Work to do:
The required output consists solely of the lines from the line containing "One pin marks each instance of the woven" through the end of the records, copied exactly.

==== Provided data

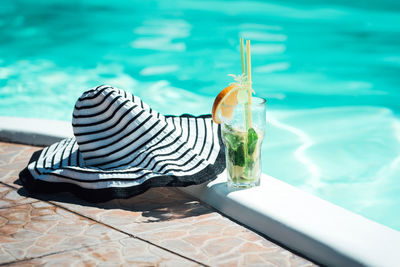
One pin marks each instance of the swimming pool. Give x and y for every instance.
(330, 73)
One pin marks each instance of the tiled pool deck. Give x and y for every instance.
(162, 227)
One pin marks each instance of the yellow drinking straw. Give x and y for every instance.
(248, 54)
(242, 56)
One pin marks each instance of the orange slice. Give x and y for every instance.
(228, 97)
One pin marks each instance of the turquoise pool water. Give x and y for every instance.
(330, 72)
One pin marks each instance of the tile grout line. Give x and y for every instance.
(114, 228)
(128, 234)
(57, 252)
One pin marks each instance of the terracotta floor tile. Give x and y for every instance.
(126, 252)
(163, 216)
(37, 229)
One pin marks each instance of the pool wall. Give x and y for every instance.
(315, 228)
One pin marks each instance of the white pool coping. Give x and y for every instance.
(317, 229)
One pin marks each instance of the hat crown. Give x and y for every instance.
(109, 124)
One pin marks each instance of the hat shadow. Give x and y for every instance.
(154, 205)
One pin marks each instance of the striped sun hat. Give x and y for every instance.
(122, 147)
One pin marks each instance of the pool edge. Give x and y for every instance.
(320, 230)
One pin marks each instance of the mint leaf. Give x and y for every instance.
(252, 139)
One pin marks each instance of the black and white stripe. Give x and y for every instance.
(121, 144)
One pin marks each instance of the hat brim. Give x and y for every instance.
(60, 167)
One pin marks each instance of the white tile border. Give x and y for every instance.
(318, 229)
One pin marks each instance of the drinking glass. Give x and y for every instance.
(243, 129)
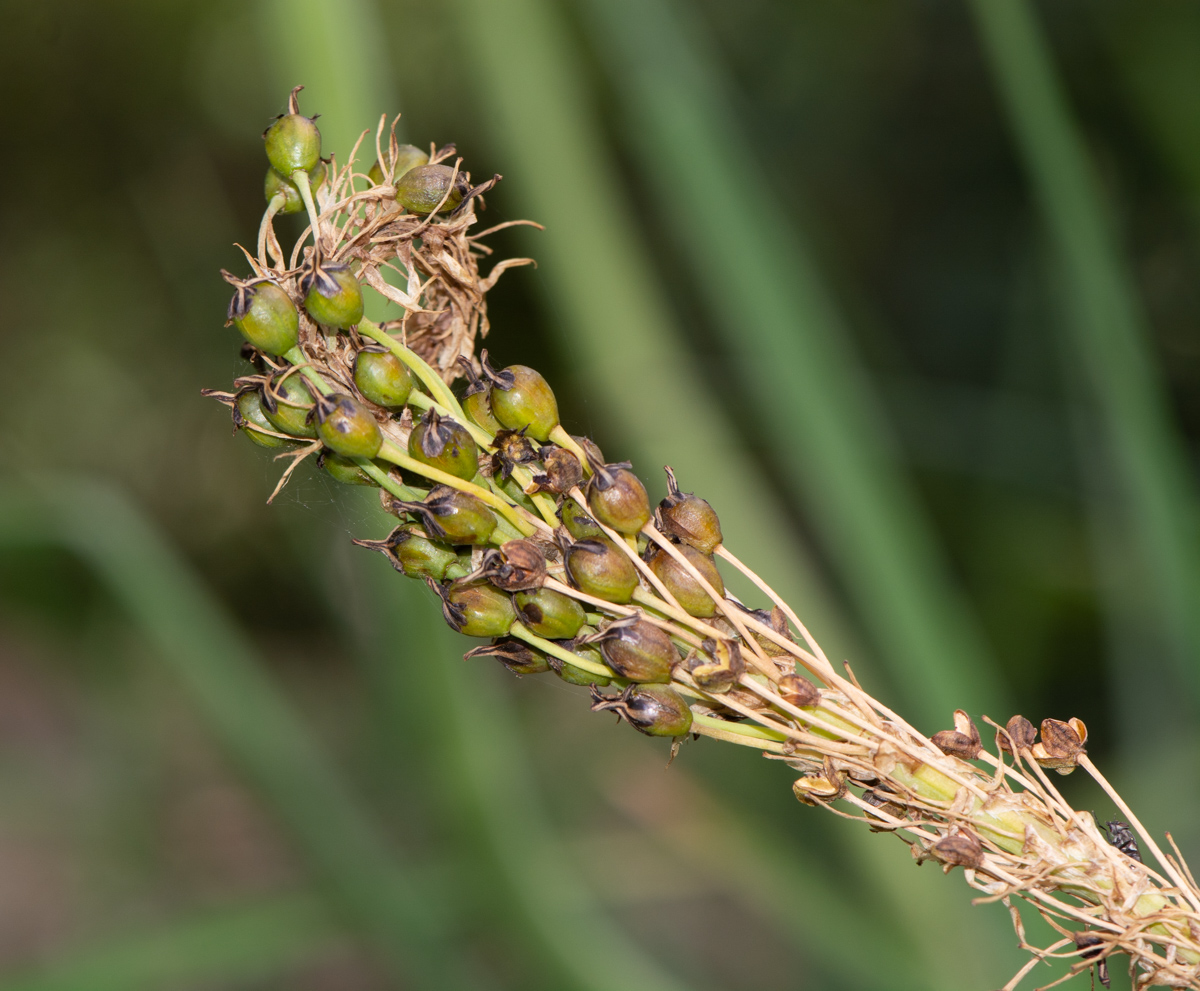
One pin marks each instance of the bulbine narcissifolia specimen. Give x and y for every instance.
(557, 557)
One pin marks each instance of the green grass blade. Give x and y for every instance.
(225, 678)
(783, 330)
(1105, 334)
(241, 943)
(616, 322)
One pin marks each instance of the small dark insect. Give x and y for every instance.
(1121, 836)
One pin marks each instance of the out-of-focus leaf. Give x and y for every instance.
(225, 678)
(1105, 331)
(240, 943)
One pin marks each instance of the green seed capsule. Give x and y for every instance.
(293, 203)
(478, 610)
(442, 443)
(516, 656)
(247, 414)
(617, 498)
(333, 295)
(549, 613)
(682, 584)
(517, 565)
(637, 650)
(293, 140)
(689, 517)
(287, 404)
(421, 188)
(343, 469)
(265, 316)
(347, 427)
(522, 400)
(454, 516)
(414, 554)
(653, 709)
(579, 524)
(577, 676)
(479, 408)
(382, 377)
(407, 157)
(717, 666)
(598, 568)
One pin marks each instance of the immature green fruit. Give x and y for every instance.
(517, 565)
(475, 610)
(264, 314)
(287, 403)
(442, 443)
(682, 584)
(516, 656)
(247, 414)
(522, 400)
(549, 613)
(382, 377)
(689, 518)
(479, 408)
(407, 157)
(575, 674)
(414, 554)
(420, 190)
(475, 402)
(293, 203)
(636, 649)
(717, 665)
(617, 498)
(343, 469)
(653, 709)
(293, 140)
(579, 524)
(331, 295)
(598, 568)
(453, 516)
(347, 427)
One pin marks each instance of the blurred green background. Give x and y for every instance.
(909, 292)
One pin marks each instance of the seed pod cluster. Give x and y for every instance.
(575, 590)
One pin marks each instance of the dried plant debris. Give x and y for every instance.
(535, 544)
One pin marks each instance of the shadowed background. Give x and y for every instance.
(907, 292)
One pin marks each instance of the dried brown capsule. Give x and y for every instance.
(798, 691)
(717, 666)
(653, 709)
(963, 740)
(577, 522)
(1021, 733)
(514, 654)
(617, 498)
(475, 610)
(689, 517)
(549, 613)
(563, 472)
(453, 516)
(679, 582)
(412, 553)
(636, 649)
(1061, 745)
(442, 443)
(600, 569)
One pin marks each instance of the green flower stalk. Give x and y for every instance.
(532, 540)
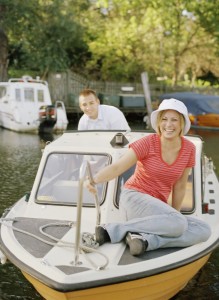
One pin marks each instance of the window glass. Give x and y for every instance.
(29, 95)
(60, 180)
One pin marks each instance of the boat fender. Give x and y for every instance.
(3, 258)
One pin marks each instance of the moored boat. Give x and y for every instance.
(49, 234)
(203, 109)
(26, 106)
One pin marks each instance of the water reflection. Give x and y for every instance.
(19, 159)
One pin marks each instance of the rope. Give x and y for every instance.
(89, 244)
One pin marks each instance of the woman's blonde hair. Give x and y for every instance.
(181, 118)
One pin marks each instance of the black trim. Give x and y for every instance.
(62, 287)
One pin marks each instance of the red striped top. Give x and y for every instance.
(154, 176)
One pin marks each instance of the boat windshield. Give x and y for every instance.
(59, 183)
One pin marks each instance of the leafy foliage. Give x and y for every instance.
(114, 39)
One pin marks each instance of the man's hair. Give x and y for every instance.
(87, 92)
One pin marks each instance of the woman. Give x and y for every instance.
(163, 162)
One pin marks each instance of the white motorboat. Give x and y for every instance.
(49, 234)
(26, 106)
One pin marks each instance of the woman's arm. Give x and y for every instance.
(179, 190)
(113, 170)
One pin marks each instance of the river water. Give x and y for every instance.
(19, 158)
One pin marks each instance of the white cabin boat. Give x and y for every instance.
(26, 106)
(49, 235)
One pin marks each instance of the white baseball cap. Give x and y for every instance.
(173, 104)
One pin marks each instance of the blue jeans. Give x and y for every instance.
(159, 223)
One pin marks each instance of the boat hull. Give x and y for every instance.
(158, 287)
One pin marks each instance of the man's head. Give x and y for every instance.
(88, 103)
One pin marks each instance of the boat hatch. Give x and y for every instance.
(60, 179)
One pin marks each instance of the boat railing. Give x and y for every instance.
(85, 172)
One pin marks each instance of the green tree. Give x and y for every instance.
(161, 37)
(43, 35)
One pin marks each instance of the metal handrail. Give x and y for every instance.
(85, 171)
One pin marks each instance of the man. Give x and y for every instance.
(97, 116)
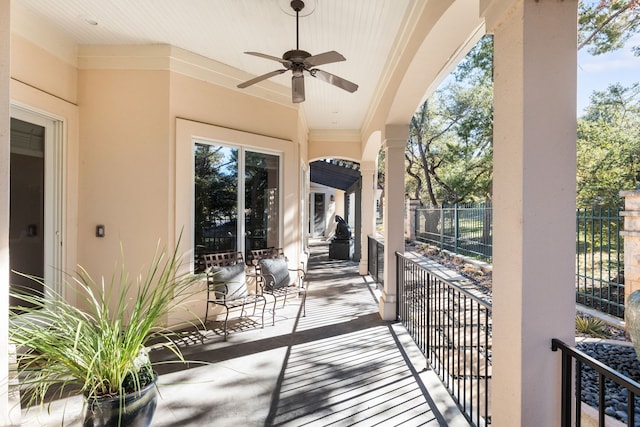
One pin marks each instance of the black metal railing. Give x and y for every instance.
(375, 260)
(452, 327)
(600, 260)
(571, 408)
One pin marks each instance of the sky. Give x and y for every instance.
(599, 72)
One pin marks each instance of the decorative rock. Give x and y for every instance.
(632, 319)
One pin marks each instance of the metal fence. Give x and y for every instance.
(464, 229)
(467, 230)
(452, 327)
(600, 260)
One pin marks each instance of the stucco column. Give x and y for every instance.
(368, 171)
(534, 205)
(4, 209)
(631, 235)
(395, 143)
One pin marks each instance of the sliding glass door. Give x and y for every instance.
(236, 199)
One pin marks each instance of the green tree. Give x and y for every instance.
(608, 146)
(606, 25)
(449, 152)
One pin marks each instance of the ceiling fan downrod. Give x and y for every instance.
(297, 5)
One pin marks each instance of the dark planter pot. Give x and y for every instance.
(135, 410)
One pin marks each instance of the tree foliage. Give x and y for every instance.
(608, 146)
(449, 152)
(606, 25)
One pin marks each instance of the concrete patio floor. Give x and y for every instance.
(339, 365)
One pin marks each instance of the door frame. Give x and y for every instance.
(54, 194)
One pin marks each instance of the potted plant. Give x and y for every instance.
(100, 346)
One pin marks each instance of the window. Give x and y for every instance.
(225, 221)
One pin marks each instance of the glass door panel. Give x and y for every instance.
(26, 223)
(216, 198)
(261, 202)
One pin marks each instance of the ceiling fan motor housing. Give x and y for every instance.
(297, 5)
(296, 56)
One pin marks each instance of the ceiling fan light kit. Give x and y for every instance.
(299, 61)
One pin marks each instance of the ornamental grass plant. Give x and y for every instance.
(98, 347)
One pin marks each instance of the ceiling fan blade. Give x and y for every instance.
(324, 58)
(286, 62)
(260, 78)
(297, 88)
(334, 80)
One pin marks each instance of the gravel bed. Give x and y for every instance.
(621, 358)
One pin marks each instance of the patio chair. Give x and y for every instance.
(227, 285)
(274, 277)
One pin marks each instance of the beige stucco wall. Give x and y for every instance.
(120, 144)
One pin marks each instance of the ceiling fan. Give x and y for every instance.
(299, 61)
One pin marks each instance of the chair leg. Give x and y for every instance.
(263, 307)
(304, 303)
(226, 319)
(275, 301)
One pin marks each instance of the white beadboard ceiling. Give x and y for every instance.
(364, 31)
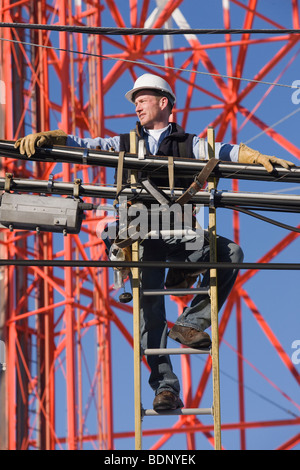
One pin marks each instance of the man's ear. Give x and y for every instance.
(163, 102)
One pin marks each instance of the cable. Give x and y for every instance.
(114, 31)
(265, 219)
(164, 67)
(148, 264)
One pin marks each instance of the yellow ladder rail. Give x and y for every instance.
(212, 185)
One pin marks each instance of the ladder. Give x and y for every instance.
(214, 410)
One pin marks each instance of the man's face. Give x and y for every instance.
(148, 108)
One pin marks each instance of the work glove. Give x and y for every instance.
(28, 143)
(248, 155)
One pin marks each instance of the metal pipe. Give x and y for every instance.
(184, 411)
(289, 202)
(185, 167)
(174, 351)
(201, 290)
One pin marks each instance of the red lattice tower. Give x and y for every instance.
(69, 380)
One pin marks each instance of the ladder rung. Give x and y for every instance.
(200, 290)
(179, 411)
(165, 351)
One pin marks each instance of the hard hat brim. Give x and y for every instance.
(130, 94)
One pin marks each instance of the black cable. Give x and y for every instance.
(148, 264)
(262, 217)
(114, 31)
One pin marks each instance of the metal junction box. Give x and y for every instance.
(41, 213)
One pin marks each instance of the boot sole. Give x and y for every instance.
(205, 343)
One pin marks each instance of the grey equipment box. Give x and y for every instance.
(41, 213)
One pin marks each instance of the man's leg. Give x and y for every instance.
(198, 315)
(153, 322)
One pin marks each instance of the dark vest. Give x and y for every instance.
(177, 144)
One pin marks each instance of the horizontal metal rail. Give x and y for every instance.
(174, 351)
(260, 201)
(148, 264)
(186, 167)
(179, 411)
(200, 290)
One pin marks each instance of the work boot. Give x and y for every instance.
(167, 401)
(190, 337)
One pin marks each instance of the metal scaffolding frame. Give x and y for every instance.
(49, 310)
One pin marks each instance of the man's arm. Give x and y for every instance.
(238, 153)
(28, 144)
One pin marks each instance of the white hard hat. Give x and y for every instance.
(151, 82)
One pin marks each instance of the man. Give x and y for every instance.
(154, 99)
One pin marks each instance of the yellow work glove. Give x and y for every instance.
(28, 143)
(248, 155)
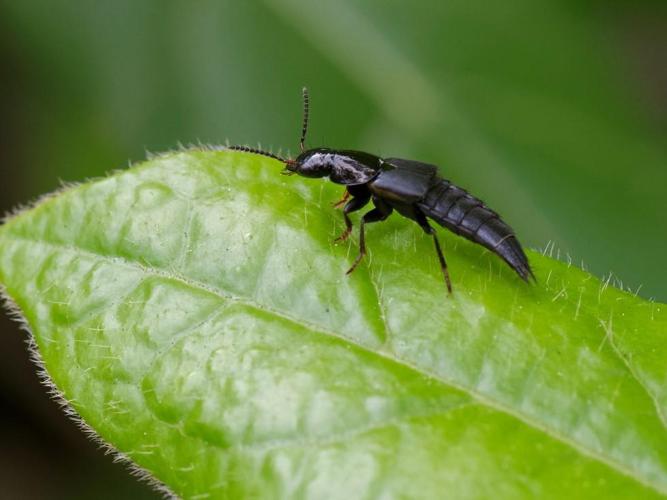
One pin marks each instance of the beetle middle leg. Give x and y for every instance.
(358, 202)
(340, 202)
(381, 211)
(421, 220)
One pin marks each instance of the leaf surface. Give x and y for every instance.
(194, 311)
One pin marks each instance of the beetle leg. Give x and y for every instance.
(356, 203)
(379, 213)
(421, 220)
(340, 202)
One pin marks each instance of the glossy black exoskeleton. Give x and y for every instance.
(413, 189)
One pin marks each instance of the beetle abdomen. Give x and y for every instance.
(460, 212)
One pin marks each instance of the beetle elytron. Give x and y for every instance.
(413, 189)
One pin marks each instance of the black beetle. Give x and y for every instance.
(412, 188)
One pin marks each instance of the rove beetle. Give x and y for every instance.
(414, 189)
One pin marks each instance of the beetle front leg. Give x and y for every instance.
(356, 203)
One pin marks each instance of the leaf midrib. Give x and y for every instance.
(483, 399)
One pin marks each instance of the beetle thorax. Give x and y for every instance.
(314, 163)
(342, 166)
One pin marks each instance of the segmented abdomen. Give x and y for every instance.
(460, 212)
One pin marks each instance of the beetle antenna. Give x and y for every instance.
(304, 128)
(248, 149)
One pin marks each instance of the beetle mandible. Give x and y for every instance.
(412, 188)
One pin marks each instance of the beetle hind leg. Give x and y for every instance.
(423, 223)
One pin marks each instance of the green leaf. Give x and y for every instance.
(194, 311)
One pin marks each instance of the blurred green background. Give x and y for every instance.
(554, 112)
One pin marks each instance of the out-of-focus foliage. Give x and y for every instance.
(529, 104)
(205, 328)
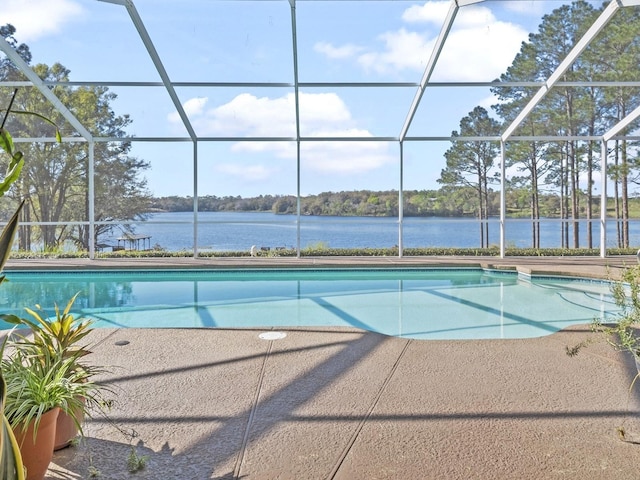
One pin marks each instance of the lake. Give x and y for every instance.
(238, 231)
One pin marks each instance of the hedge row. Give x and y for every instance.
(340, 252)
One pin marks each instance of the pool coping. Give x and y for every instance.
(587, 267)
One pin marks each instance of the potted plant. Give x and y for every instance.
(59, 337)
(40, 385)
(11, 466)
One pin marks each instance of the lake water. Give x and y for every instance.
(238, 231)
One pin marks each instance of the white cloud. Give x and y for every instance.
(322, 115)
(192, 107)
(35, 19)
(344, 51)
(251, 173)
(479, 46)
(430, 12)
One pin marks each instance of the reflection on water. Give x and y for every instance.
(415, 303)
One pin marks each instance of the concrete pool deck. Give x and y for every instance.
(347, 404)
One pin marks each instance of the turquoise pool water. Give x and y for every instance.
(455, 303)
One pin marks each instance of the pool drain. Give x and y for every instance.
(272, 335)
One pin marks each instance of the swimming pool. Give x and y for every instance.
(434, 303)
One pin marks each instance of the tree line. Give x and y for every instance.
(445, 202)
(564, 167)
(552, 179)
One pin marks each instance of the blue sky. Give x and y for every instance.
(250, 41)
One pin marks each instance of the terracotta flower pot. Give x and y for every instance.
(67, 428)
(36, 455)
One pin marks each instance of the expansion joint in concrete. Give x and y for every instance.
(370, 410)
(254, 407)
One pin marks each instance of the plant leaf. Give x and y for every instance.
(7, 236)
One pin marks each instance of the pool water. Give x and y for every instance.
(460, 303)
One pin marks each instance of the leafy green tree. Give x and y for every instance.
(55, 181)
(616, 54)
(470, 163)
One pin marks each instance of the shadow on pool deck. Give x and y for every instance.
(340, 403)
(346, 404)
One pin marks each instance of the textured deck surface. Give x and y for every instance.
(348, 404)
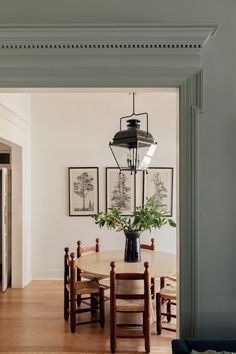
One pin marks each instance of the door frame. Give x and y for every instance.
(126, 56)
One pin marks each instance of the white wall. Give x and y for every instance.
(74, 130)
(15, 132)
(217, 143)
(19, 103)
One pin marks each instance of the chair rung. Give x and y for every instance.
(168, 329)
(129, 325)
(130, 336)
(167, 314)
(126, 311)
(87, 322)
(83, 310)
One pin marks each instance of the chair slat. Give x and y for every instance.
(129, 276)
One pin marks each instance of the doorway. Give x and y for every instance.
(5, 217)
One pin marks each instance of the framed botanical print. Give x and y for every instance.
(83, 191)
(120, 190)
(158, 184)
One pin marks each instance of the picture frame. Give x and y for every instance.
(158, 184)
(83, 191)
(120, 190)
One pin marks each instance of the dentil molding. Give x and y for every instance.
(180, 37)
(99, 56)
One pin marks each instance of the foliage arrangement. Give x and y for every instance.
(144, 218)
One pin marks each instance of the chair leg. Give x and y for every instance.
(113, 331)
(101, 307)
(168, 310)
(94, 304)
(78, 300)
(158, 312)
(66, 304)
(153, 288)
(72, 314)
(147, 333)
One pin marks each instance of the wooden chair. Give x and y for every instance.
(165, 299)
(87, 275)
(152, 248)
(84, 250)
(73, 288)
(130, 303)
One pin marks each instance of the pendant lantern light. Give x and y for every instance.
(133, 148)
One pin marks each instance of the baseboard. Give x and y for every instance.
(47, 274)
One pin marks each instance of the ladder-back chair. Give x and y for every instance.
(130, 303)
(74, 288)
(165, 299)
(150, 247)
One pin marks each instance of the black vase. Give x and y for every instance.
(132, 246)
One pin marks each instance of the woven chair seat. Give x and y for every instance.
(168, 292)
(86, 287)
(124, 305)
(92, 276)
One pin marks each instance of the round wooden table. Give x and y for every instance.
(160, 263)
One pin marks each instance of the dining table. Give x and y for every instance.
(160, 263)
(98, 263)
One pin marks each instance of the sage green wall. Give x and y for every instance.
(217, 129)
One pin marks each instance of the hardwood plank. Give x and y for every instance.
(31, 321)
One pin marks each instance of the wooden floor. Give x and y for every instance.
(31, 321)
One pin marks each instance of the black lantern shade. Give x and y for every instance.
(133, 148)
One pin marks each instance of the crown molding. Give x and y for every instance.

========

Result of the exercise:
One pin marks each instance of the woven chair seat. Give x and y for every instance.
(168, 292)
(86, 287)
(124, 305)
(92, 276)
One pin marks each instance of the round wooden table. Give x and y for every instance.
(160, 263)
One pin marks each instance of the dining table. Give x and y for every instance.
(160, 263)
(98, 263)
One pin marks each instance of the sage green wall. Give x and y for every instance.
(217, 129)
One pin marks each instance of the hardwood plank. Give x and y for every instance.
(31, 321)
One pin marks each instance of the wooden floor. Give x and y for every instance.
(31, 321)
One pin marks each instance of the black lantern shade. Give x and y for every instance.
(133, 148)
One pin marks each instance of the crown molding. Give x and y for every instance.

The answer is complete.